### INPUT MATERIAL
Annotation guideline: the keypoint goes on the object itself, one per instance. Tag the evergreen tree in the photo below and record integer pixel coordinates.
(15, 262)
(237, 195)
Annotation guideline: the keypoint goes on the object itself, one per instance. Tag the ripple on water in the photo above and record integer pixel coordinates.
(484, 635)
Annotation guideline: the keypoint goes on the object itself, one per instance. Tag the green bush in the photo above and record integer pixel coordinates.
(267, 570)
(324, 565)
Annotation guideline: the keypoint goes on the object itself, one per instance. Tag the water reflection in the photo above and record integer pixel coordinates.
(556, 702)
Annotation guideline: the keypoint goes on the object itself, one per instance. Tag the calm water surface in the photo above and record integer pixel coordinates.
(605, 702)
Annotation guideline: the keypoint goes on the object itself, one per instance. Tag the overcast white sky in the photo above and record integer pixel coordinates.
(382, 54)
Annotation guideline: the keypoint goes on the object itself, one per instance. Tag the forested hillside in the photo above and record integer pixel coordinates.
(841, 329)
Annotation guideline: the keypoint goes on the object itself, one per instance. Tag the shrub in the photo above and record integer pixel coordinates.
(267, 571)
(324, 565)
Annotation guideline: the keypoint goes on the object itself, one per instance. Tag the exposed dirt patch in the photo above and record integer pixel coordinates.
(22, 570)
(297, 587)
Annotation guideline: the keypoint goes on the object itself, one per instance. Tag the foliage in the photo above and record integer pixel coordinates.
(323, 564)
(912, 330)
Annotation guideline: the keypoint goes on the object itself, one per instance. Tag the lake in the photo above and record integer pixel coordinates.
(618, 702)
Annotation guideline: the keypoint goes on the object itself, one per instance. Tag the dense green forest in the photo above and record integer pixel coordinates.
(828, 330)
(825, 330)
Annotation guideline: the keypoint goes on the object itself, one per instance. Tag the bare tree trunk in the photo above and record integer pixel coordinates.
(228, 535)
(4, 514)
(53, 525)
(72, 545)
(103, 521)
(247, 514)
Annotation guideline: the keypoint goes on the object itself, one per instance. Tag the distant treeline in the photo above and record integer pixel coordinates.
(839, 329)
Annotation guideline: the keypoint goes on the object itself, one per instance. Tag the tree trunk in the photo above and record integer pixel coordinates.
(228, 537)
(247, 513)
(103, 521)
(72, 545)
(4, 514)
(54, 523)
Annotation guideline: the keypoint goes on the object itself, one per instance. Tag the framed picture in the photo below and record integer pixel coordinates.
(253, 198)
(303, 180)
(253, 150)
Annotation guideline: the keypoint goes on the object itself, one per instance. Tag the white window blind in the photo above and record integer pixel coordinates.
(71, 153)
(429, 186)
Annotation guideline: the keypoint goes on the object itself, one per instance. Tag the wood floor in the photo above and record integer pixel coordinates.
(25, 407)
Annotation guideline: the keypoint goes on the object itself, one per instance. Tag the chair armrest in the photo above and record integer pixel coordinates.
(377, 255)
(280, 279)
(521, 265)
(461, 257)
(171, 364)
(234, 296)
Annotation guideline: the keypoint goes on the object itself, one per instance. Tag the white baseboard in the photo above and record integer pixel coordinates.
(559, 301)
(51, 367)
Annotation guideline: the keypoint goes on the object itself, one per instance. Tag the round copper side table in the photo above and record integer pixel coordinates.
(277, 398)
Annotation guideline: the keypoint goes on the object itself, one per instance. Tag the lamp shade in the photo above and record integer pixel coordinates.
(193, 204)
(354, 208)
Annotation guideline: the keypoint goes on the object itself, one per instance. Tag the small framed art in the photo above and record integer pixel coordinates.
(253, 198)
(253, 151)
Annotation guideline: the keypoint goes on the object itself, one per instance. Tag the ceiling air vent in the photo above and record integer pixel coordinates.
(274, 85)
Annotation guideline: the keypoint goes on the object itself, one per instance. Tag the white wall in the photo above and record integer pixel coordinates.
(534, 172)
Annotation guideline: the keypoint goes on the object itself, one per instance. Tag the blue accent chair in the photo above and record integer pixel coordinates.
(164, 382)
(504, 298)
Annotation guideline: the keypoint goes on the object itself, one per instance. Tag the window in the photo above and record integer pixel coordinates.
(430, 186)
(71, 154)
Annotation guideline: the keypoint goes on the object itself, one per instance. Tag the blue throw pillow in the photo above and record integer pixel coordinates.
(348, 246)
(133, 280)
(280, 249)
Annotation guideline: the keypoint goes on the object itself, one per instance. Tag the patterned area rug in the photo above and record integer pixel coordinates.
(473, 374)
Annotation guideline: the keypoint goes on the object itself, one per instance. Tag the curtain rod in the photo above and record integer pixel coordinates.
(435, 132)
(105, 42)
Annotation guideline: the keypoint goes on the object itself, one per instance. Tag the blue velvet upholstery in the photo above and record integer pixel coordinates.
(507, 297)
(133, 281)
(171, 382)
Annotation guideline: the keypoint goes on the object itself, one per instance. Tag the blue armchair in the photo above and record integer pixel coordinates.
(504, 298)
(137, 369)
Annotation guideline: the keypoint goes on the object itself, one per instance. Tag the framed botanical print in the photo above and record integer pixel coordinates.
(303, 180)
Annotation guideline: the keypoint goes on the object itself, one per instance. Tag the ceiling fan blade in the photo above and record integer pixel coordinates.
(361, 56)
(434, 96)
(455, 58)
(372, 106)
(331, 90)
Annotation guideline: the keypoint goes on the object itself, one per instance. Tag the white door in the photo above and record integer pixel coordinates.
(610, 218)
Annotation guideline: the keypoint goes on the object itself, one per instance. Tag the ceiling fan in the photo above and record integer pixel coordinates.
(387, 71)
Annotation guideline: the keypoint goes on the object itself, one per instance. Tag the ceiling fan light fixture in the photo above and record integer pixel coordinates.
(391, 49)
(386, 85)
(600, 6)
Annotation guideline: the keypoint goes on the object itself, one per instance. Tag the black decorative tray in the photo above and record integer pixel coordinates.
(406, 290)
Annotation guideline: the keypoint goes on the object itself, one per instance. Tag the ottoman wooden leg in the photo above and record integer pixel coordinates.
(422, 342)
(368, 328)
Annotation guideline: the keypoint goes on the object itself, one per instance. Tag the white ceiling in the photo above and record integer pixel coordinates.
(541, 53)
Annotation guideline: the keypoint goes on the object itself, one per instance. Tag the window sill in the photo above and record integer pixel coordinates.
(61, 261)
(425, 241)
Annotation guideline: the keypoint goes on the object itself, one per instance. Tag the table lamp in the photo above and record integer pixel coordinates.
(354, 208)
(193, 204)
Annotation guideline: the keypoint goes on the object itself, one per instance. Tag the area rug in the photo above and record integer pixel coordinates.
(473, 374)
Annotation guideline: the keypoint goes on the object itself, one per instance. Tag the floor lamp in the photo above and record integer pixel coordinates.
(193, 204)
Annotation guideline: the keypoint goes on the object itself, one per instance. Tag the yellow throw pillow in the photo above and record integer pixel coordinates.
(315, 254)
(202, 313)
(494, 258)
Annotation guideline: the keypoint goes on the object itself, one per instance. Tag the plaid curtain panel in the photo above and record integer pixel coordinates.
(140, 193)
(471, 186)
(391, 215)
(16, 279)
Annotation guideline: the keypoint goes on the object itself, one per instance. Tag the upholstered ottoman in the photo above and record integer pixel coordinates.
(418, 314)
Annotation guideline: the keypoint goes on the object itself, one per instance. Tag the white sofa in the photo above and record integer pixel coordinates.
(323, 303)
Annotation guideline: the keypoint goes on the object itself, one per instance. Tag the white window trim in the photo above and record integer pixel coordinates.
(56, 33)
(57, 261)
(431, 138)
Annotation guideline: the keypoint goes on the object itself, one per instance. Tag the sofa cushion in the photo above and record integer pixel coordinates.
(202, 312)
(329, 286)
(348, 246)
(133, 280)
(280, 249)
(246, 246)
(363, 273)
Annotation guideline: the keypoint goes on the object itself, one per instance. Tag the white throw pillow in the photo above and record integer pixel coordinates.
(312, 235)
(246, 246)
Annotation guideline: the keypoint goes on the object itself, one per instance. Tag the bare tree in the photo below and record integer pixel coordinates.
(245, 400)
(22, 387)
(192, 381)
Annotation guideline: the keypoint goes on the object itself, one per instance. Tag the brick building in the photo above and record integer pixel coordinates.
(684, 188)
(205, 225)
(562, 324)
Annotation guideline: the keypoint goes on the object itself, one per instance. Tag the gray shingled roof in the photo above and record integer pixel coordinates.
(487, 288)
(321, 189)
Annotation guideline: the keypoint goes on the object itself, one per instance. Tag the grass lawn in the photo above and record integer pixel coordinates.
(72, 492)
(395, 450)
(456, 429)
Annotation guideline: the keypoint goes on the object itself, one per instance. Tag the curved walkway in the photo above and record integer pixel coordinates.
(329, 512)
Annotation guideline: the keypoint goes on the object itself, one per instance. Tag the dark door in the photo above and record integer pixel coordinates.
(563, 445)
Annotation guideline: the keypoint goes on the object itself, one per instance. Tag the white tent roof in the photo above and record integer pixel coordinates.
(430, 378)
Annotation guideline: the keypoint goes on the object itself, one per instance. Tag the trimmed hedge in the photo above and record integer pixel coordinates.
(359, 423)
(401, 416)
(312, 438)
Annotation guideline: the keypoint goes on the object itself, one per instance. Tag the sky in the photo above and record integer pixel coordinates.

### PROBLEM STATEMENT
Starting at the line that contains "the white throw", retype each line through the end of the listing above and nothing else.

### WRITTEN ANSWER
Annotation guideline: the keypoint goes on the object itself, one per instance. Tag the white throw pillow in the photo above and record integer pixel coordinates.
(312, 235)
(246, 246)
Annotation guideline: the keypoint goes on the object itself, one per instance. Tag the bare tree in the photo below and record integer pixel coordinates.
(245, 400)
(22, 387)
(192, 381)
Annotation guideline: the keypoint goes on the object itself, one per instance. Tag the brick building in the photo above and record integer pixel coordinates.
(684, 188)
(205, 225)
(562, 324)
Annotation guideline: the keypoint goes on the object itself, one per instance. Tag the gray shingled roof in the photo above and record integer pixel coordinates.
(487, 288)
(321, 189)
Annotation guideline: the keypoint goes on the object itself, one per instance. Tag the grass lawn in the photo above and record integer pixel coordinates.
(72, 492)
(395, 450)
(456, 429)
Annotation guideline: the keypoint goes on the object itself, one per instance. Tag the curved walkway in the photo above and record integer pixel coordinates.
(329, 512)
Annotation guideline: the keypoint goes on the object itself, one per instance. Tag the dark door in the photo above and record integer pixel coordinates.
(563, 445)
Annotation guideline: the keypoint goes on the object itself, one per instance. Tag the white tent roof in the photo above and record integer pixel coordinates.
(430, 378)
Annotation guideline: the keypoint goes on the object itself, one per instance. Tag the trimmed hedge in the photo above and record integer pixel coordinates.
(359, 423)
(401, 416)
(312, 438)
Annotation guideline: the keypoint goes on the object itself, one per instance. Tag the sky in the photo above and record integer pixel coordinates.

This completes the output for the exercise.